** Task brief **
Pictures stay out; everything else in the records below is copied exactly.

Dataset excerpts on object pointing
* * * * *

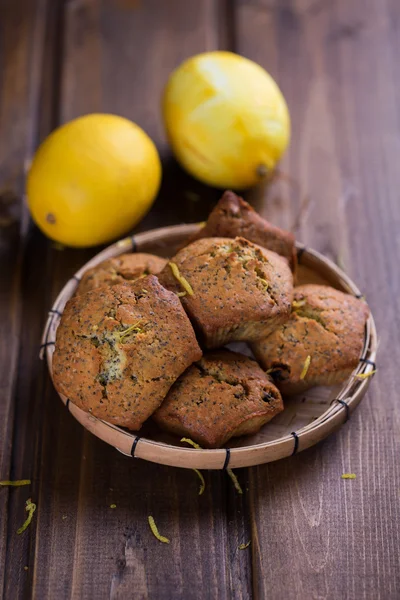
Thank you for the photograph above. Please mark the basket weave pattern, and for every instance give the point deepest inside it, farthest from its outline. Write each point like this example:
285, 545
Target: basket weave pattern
305, 421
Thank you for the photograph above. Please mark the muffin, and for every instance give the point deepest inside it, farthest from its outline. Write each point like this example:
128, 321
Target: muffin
223, 395
237, 290
125, 267
233, 217
321, 343
120, 348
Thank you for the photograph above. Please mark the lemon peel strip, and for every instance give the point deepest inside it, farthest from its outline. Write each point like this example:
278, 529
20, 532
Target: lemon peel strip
155, 531
306, 367
235, 481
366, 375
16, 483
30, 508
182, 280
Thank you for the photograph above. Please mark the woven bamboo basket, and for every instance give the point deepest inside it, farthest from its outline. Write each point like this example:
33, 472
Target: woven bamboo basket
306, 419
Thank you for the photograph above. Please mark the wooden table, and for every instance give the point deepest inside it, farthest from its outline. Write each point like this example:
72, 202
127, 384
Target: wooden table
313, 535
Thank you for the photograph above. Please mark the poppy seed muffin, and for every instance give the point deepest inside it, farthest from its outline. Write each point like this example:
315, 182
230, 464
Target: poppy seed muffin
223, 395
237, 290
233, 217
320, 344
120, 348
125, 267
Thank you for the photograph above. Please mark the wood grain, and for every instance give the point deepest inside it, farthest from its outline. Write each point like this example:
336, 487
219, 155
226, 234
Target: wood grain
316, 535
22, 43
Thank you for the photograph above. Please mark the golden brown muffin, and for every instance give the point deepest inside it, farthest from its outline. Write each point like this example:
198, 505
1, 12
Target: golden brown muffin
125, 267
223, 395
240, 291
328, 327
233, 217
120, 348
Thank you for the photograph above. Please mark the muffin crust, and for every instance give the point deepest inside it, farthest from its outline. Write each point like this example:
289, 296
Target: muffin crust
223, 395
240, 291
120, 348
126, 267
326, 325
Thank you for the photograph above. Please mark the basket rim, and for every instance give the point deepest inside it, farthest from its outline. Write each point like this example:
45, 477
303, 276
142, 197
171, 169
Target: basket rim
131, 444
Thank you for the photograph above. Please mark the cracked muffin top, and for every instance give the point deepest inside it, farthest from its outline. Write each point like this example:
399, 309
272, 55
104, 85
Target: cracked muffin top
223, 395
120, 348
237, 290
125, 267
321, 343
233, 217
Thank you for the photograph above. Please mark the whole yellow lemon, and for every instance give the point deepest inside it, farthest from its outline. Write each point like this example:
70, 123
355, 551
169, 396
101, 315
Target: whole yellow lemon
92, 180
226, 119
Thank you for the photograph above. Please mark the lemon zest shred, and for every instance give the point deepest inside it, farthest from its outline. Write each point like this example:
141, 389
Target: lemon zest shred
127, 331
298, 303
305, 367
155, 531
16, 483
235, 481
366, 375
203, 483
244, 546
271, 370
30, 509
192, 443
182, 280
200, 475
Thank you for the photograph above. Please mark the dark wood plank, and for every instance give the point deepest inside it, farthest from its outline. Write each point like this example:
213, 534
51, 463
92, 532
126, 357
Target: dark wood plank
314, 534
116, 57
22, 44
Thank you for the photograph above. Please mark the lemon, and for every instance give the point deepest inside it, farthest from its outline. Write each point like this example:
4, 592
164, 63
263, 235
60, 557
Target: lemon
92, 180
226, 119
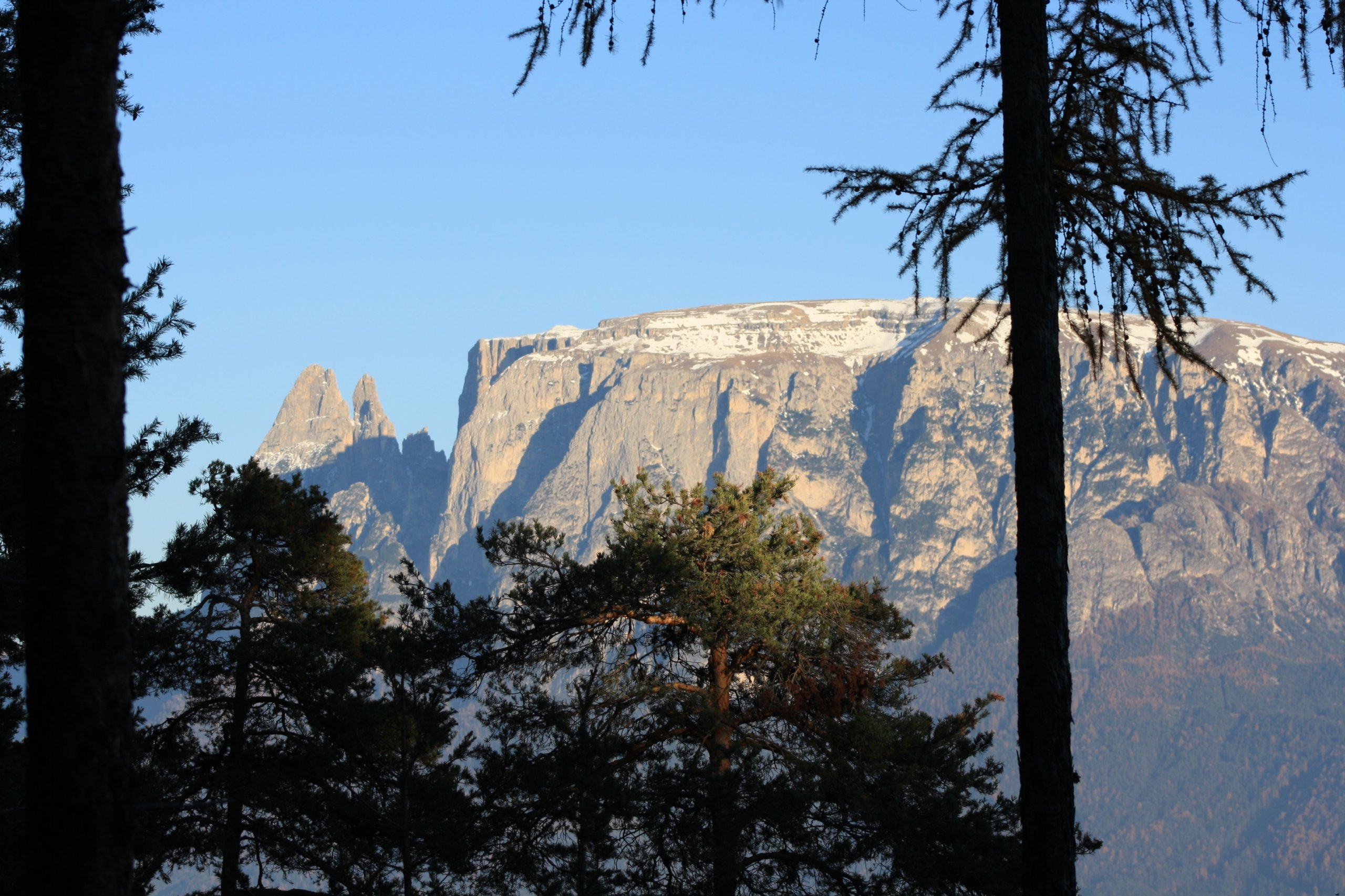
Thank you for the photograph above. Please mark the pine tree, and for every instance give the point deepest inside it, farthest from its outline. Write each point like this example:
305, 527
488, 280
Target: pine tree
272, 634
381, 794
710, 662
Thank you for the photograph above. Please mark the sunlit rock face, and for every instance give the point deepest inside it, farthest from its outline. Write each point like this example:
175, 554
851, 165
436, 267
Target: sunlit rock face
388, 495
1207, 528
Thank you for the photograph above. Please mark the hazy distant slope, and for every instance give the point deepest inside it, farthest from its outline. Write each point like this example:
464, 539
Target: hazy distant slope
1208, 526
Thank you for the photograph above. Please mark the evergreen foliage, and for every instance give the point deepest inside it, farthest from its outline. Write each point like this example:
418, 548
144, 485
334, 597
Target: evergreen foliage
731, 719
272, 631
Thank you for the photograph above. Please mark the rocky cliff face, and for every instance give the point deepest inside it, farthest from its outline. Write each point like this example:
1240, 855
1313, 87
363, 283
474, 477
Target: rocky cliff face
1208, 526
388, 495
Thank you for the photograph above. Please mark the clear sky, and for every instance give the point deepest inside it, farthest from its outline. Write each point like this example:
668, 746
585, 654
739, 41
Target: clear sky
353, 185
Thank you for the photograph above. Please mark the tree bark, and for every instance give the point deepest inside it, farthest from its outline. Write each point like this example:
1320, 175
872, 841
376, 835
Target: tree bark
724, 837
232, 840
77, 612
1043, 563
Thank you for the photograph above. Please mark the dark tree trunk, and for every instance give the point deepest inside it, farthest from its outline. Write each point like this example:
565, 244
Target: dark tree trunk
77, 611
724, 836
1044, 680
232, 841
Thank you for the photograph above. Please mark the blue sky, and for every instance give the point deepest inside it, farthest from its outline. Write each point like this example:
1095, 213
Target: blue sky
354, 185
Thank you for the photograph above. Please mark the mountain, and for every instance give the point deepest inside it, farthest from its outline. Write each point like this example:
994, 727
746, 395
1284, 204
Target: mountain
1207, 532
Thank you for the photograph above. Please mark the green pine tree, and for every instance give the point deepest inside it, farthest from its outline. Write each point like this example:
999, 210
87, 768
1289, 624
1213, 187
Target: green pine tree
270, 633
743, 699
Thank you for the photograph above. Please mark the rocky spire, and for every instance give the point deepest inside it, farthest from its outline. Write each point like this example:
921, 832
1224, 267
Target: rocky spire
313, 425
370, 420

* * * * *

** Final result **
Thank you for the photograph above. Please mark the basket weave pattern, and for every instance give the point deepest inside it, farthest from its outline. Write each point like this example:
285, 545
Target: basket weave pattern
305, 421
Thank you for the photograph above. Please mark the muffin, and for every instance give the point deepest inside it, farthest from its outline. Write each point like this example:
128, 321
Target: muffin
223, 395
237, 290
125, 267
233, 217
321, 343
120, 348
Thank you for the photograph above. Please mark the lemon peel strip, and for every instance give the point deepest inside it, farthest from its outline. Write each point like this example:
278, 529
20, 532
Target: lemon peel strip
155, 531
306, 367
235, 481
366, 375
16, 483
30, 508
182, 280
Thank you for the photograph above. Please mark the woven bamboo basket, and for every instance give the point deepest inside it, farthest from its outline. Write each point like this example:
33, 472
Target: woven bamboo basket
306, 419
Thank you for the photograph above. Please mark the wooden table, and for every instance give the point deepest inside it, farthest from its outline. Write each point like this example:
72, 202
127, 384
Target: wooden table
313, 535
Thank you for the photograph above. Please mark the poppy seed muffin, and for every instance give the point deepest inside it, farthest from its outline. Write each point like this example:
315, 182
230, 464
Target: poppy seed muffin
223, 395
237, 290
233, 217
320, 344
120, 348
125, 267
Thank you for the photograph above. Please mark the wood grain, and for every instance give the point deepest inside it, farthest from its outline. Write each point like this example:
336, 487
219, 155
226, 234
Target: wood grain
316, 535
22, 43
Thank you for the photograph above. Please mark the golden brown muffin, and for every instance give the point deepest inside it, farthest from its outline. Write each point like this example:
198, 505
1, 12
Target: golden brown muffin
125, 267
223, 395
240, 291
328, 327
233, 217
120, 348
Thank you for the photograph above. Please mark the muffin crust, and for every instance give the point deepest inside it, farthest from its outline. Write each point like this example:
289, 296
Target: muffin crust
223, 395
240, 291
120, 348
126, 267
326, 325
Thank you for the photograph above. Please mark the basket rim, and for every instance give the point deepest inside it, farthest from its outline. Write each point like this example:
45, 477
303, 276
142, 197
171, 169
Target: basket rim
131, 444
Thank you for the photograph above. Please mark the cracked muffin top, and for every instance give the point deepest inside it, farthest from its outline. Write each point like this example:
399, 309
272, 55
104, 85
Target: cracked muffin top
223, 395
120, 348
237, 290
125, 267
321, 343
233, 217
Thank you for the photograph above. Please mark the whole yellow lemon, and for every instance give the point deepest inside it, farthest from its outline. Write each point like this example:
70, 123
355, 551
169, 396
101, 315
Target: whole yellow lemon
92, 180
226, 119
Thank you for the photograph above. Please mark the lemon zest shred, and for every instance give the point deepest inside it, farthest from its outline. Write each point like this example:
141, 389
Target: lemon zest shred
127, 331
298, 303
305, 367
155, 531
16, 483
235, 481
366, 375
203, 483
244, 546
271, 370
30, 509
192, 443
182, 280
200, 475
Thank you for the photograph above. Please mark the dark wood plank, and for every instance give the point deepest inside it, farthest from its outline. Write each point like this example:
213, 534
51, 463
92, 532
126, 357
Target: dark wood plank
314, 534
116, 57
22, 44
Thank you for the photograph above. Please mark the lemon, and for every instance give the point deepest inside it, farthest from its outline. Write each point like this example:
4, 592
164, 63
263, 235
60, 557
Target: lemon
92, 180
226, 119
Thank you for the photograph above. Please mark the pine tree, and for every instance give the point deepest inside it, farthest from its outline. Write each point like this example:
305, 527
488, 280
Target: pine tree
272, 634
381, 794
710, 662
Thank you for the photograph above. Please mark the sunlit rock face, and for every instance give the point deepest inside it, farthest from its outline. Write each point like this example:
175, 554
851, 165
436, 267
Target: sunlit rock face
388, 495
1207, 528
Thank you for the photograph above. Please mark the hazy distant slope, and for every instance give the point deepest inside it, farthest from its outline. Write each point like this example:
464, 539
Target: hazy distant slope
1208, 526
Thank you for the photograph above. Please mark the evergreen foliage, and for every instance give the point deepest inside it, farthest from its outline. Write each point like this example:
418, 548
144, 485
334, 597
Target: evergreen foliage
731, 719
272, 631
Thank you for the photograph above. Please mark the rocky cliff face, and for every instance give the point deepest inside it, farthest from its outline. Write each point like this example:
1240, 855
1313, 87
363, 283
474, 477
Target: rocky cliff face
1208, 526
388, 495
Thank you for the photograph above. Please mark the clear sky, and for every instance give the point deepest inside it, farthest from its outline. Write each point like this example:
668, 746
585, 654
739, 41
Target: clear sky
353, 185
Thank you for the photograph above. Please mark the tree bark, and for every instance give the point deepest inside it, farthest from its outline. Write each point like this example:
1320, 175
872, 841
376, 835
Target: tree bark
724, 837
232, 840
77, 612
1043, 563
Thank you for the photograph above. Please mark the dark tree trunk, and for every instance give the point deepest inside it, farthest from its outline. Write each point like this example:
565, 244
Target: dark tree trunk
77, 611
724, 836
1044, 680
232, 841
Thank you for the photograph above. Please mark the blue sky, and for every instance give the point deepest inside it, farthest from its outline. Write each point like this example:
1095, 213
Target: blue sky
354, 185
Thank you for the photograph above. Please mark the mountain, and for every instance give the point deepest inside it, farthest from its outline. Write each point like this example:
994, 727
746, 395
1284, 204
Target: mountain
1207, 532
Thank you for the photograph above. Please mark the green pine tree, and for every instance give the point deepest inside it, farthest from its outline. Write each point like this example:
999, 210
87, 768
1289, 624
1213, 187
Target: green pine tree
270, 633
743, 699
Thank you for the photograph above. Please mark the rocky spire, and for every instance give the point deepest inside it, farthest from its outline. Write each point like this example:
921, 832
1224, 267
Target: rocky spire
313, 425
370, 420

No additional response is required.